[Task statement]:
Decide whether each statement below agrees with the passage on COVID-19 waivers, answering yes or no and quoting the words of the passage that settle it.
1. Having workers sign an acknowledgement form is described as a sound practice for employers re-opening their work sites.
2. When notifying employees of workplace exposures, employers should reveal who the impacted employees are.
3. An employer's best defense to COVID-19 illness claims is a signed waiver.

[Exercise passage]:
Even if a court found a waiver of liability enforceable, the potential to backfire is significant. Requiring an employee to sign a COVID-19 waiver may be cited as evidence that the employer is attempting to avoid its statutory obligation under the OSHA Act’s General Duty Clause to provide a safe workplace. This could prompt an unwanted inspection by OSHA or one of its state counterparts.

Moreover, if an employee voices concerns regarding the waiver, that may set the stage for a future whistleblower claim in the event the employee’s terms, conditions, or privileges of employment are altered in any way in the future. See, e.g., ORS 659A.199.

Mitigating Exposure to Employee COVID-19 Claims

Although waivers for use of exculpating an employer are ineffective and generally against public policy, having workers sign an acknowledgement form, rather than a waiver, is a sound practice for employers re-opening their work sites. Such acknowledgments can be utilized to show that employees are apprised of the risks of returning to the workplace amidst the pandemic, that they do so voluntarily, and agree to adhere the employer’s protocols.

Ultimately, however, an employer’s best defense to COVID-19 illness claims is to take appropriate steps to reduce the spread of the illness in the workplace. Employers should comply with all applicable guidelines from the CDC, OSHA, and state and local governments concerning social distancing, personal protective equipment, and sanitization. Depending on the workplace, it may be appropriate to conduct health screenings of employees before they enter the workplace or to stagger shifts to reduce the number of workers in the workplace at the same time. Additionally, employers should promptly notify employees of suspected or confirmed workplace exposures, while being careful to protect the privacy of the impacted employees by not revealing their identities. Employers should carefully document all of the steps they take to limit the spread of COVID-19 in the workplace.

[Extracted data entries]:

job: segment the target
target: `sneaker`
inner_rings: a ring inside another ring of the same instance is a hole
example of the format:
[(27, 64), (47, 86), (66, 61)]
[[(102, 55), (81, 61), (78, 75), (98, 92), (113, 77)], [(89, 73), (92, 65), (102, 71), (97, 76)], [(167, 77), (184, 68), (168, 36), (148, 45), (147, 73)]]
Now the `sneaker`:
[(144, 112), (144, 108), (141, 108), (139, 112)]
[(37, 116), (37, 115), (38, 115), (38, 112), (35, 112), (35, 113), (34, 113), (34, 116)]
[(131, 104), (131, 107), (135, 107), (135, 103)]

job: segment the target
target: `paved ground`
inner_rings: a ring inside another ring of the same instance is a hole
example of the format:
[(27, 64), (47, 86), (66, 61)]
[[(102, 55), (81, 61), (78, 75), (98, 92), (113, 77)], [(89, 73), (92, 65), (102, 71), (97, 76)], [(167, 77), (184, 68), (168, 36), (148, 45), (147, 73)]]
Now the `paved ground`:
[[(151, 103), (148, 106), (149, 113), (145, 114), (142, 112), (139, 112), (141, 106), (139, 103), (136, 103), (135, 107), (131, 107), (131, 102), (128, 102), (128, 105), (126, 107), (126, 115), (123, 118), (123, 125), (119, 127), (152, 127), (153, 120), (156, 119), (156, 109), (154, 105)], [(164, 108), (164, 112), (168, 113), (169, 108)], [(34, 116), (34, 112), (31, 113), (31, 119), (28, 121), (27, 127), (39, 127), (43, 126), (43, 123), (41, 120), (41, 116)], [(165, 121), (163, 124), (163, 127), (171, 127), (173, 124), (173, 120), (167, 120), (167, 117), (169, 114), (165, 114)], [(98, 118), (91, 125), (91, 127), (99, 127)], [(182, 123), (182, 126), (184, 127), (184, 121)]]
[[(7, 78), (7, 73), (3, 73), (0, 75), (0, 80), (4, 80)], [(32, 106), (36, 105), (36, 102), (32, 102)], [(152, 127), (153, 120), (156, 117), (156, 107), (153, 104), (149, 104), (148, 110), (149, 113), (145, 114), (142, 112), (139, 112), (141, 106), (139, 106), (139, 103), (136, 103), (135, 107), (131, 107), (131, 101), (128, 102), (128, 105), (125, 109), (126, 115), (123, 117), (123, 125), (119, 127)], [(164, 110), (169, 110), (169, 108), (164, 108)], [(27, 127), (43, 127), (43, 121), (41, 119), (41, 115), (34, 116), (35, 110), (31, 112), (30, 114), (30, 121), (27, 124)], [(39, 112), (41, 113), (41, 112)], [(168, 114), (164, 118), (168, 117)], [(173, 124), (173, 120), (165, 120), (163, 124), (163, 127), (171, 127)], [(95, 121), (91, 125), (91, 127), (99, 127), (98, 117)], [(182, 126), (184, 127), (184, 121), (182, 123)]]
---
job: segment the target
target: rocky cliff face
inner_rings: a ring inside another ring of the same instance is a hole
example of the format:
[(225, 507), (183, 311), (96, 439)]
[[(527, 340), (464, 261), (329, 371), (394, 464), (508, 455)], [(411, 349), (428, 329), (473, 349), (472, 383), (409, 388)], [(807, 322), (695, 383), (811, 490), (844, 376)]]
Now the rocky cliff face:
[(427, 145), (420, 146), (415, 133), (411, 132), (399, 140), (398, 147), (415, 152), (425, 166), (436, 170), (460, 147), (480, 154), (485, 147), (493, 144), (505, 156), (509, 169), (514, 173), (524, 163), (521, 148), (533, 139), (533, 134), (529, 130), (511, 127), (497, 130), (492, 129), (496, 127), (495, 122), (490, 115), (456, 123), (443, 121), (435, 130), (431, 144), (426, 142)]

[Problem solution]:
1. Yes: "having workers sign an acknowledgement form, rather than a waiver, is a sound practice for employers re-opening their work sites"
2. No: "while being careful to protect the privacy of the impacted employees by not revealing their identities"
3. No: "an employer’s best defense to COVID-19 illness claims is to take appropriate steps to reduce the spread of the illness in the workplace"